» **Problem requirements**
Pull out each line in the material below that contains the string "background", and copy those lines unchanged in their original order.

» **Data provided**
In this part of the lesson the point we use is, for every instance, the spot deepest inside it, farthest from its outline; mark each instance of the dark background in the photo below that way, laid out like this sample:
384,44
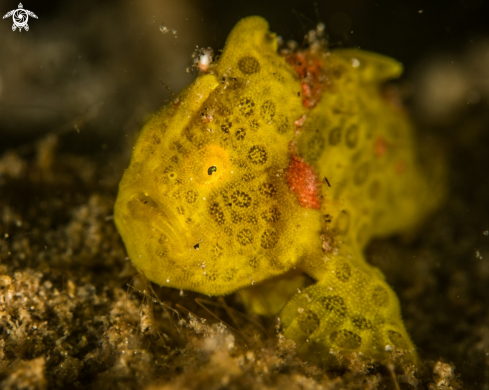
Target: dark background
102,60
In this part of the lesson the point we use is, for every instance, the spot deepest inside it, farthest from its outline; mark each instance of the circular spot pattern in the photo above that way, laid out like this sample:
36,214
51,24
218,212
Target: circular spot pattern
269,239
245,237
226,126
246,107
241,199
271,215
334,304
216,213
380,296
268,190
240,134
248,65
191,196
268,111
258,155
235,217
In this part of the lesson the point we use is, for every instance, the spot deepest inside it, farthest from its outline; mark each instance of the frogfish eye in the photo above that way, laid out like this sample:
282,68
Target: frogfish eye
208,166
211,170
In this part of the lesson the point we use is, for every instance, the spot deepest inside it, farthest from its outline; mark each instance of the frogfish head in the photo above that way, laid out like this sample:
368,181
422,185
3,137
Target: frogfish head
204,204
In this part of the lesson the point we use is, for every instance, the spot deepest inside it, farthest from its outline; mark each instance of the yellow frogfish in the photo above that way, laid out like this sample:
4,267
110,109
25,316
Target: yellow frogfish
275,165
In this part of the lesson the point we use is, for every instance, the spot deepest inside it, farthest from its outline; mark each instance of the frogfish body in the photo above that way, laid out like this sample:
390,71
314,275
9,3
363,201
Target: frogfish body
278,165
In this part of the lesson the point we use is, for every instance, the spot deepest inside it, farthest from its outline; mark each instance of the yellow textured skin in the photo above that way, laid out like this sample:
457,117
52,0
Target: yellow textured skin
244,117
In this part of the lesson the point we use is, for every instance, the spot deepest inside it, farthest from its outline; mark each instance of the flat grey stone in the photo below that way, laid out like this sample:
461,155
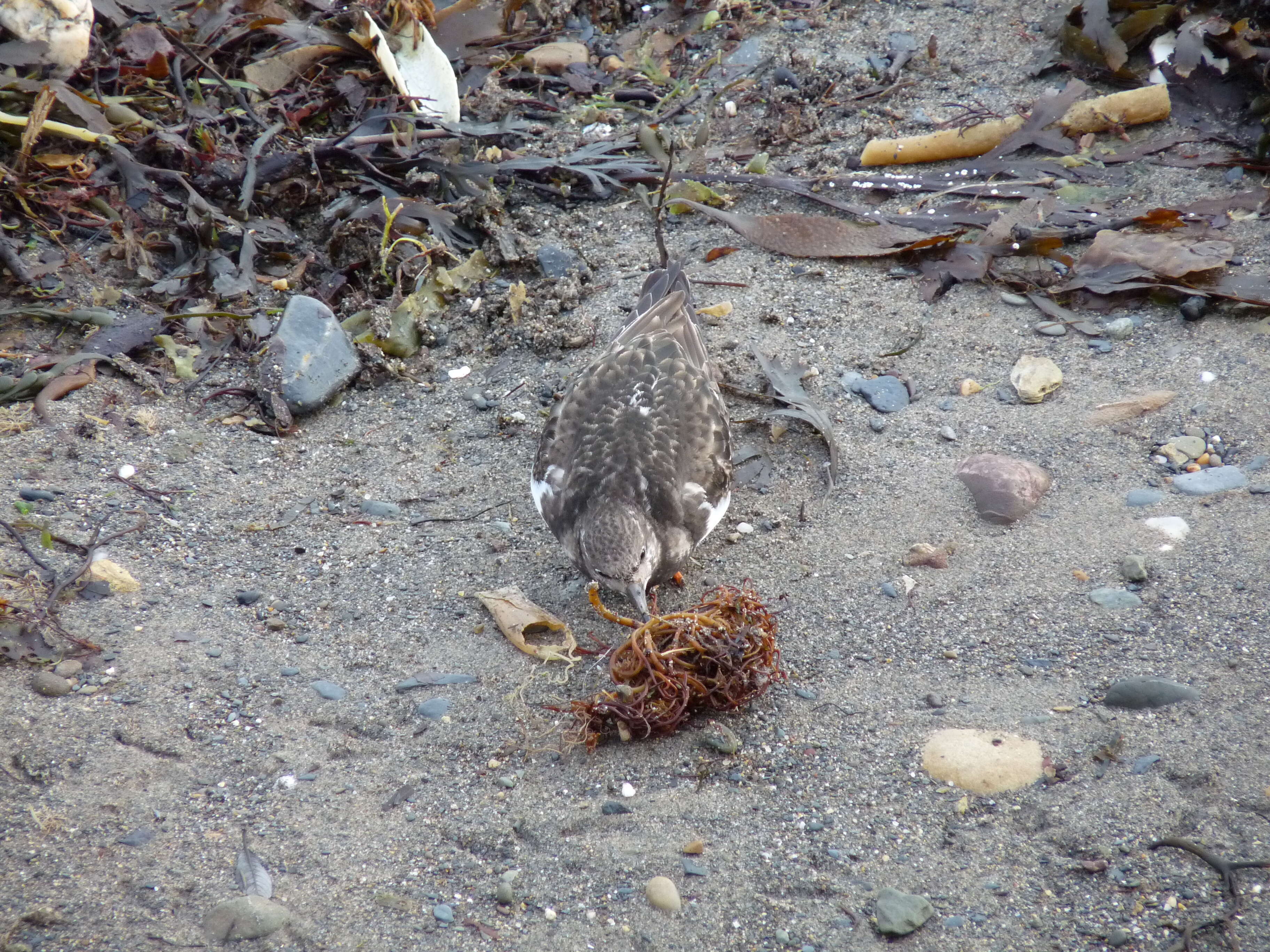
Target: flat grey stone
433,709
557,262
50,685
375,507
1135,568
1114,598
1206,483
244,918
884,394
310,357
901,913
329,690
1192,446
1140,693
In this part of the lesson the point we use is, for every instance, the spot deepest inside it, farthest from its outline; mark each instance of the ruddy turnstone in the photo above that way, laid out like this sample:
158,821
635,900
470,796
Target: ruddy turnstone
634,466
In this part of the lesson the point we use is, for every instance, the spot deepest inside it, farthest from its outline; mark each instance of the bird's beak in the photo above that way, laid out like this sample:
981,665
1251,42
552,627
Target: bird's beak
635,593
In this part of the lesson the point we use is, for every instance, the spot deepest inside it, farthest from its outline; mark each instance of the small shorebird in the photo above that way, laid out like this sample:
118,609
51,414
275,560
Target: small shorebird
634,466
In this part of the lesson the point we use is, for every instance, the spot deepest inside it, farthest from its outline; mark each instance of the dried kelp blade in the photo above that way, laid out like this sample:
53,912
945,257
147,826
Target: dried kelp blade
789,390
717,657
821,237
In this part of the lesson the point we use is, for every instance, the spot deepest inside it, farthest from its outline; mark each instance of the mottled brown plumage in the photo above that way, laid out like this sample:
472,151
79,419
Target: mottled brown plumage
634,466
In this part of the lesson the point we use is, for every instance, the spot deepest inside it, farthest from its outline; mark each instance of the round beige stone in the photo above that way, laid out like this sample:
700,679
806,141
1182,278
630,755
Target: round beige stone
982,762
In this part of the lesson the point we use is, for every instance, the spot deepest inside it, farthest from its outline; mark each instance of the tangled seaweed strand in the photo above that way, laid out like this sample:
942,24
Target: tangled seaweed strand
721,656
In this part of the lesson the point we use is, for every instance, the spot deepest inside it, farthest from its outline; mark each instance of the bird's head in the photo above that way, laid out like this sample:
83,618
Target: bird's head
620,550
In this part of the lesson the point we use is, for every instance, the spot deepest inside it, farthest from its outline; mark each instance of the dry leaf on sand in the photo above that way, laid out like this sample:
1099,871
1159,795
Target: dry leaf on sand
1131,408
519,617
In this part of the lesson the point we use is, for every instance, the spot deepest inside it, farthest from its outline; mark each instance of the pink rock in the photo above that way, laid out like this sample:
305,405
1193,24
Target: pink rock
1005,489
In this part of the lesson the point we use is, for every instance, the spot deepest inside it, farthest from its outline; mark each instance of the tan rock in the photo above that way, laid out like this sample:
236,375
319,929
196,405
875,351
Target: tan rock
1035,378
556,57
1005,489
982,762
664,894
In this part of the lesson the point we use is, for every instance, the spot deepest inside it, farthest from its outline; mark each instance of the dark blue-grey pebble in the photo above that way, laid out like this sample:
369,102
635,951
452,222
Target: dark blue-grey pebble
1144,763
884,394
1138,693
138,838
433,709
329,690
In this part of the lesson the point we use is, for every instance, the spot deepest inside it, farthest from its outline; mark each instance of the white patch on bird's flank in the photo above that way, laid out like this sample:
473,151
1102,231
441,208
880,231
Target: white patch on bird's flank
717,512
545,488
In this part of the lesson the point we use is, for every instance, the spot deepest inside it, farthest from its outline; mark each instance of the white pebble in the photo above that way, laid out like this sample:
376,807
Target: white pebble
1171,526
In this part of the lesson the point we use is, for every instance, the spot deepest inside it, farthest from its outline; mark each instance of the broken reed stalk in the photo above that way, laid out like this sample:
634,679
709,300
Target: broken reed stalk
717,657
1129,108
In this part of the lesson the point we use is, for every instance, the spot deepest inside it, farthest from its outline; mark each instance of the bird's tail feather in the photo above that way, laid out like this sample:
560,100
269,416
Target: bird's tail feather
662,282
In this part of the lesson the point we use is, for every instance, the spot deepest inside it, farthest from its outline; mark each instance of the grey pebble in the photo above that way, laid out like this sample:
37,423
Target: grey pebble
1119,329
884,394
556,262
1135,568
329,690
1144,497
375,507
1144,763
691,869
50,685
310,357
1114,598
138,838
433,709
901,913
1140,693
1206,483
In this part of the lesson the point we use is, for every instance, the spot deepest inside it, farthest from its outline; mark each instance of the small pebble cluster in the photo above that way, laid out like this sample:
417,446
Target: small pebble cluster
1194,450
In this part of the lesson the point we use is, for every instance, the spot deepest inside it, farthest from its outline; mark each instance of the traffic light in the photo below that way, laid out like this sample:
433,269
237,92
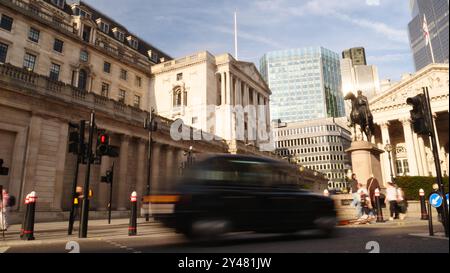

» **Result of this exercise**
In this part of the lesson the point we use is, for every instance, the spot deepest inside it, farthest from its outline; mark each instance of the dark background in the photo below that way, laid out like this sample:
Target: dark background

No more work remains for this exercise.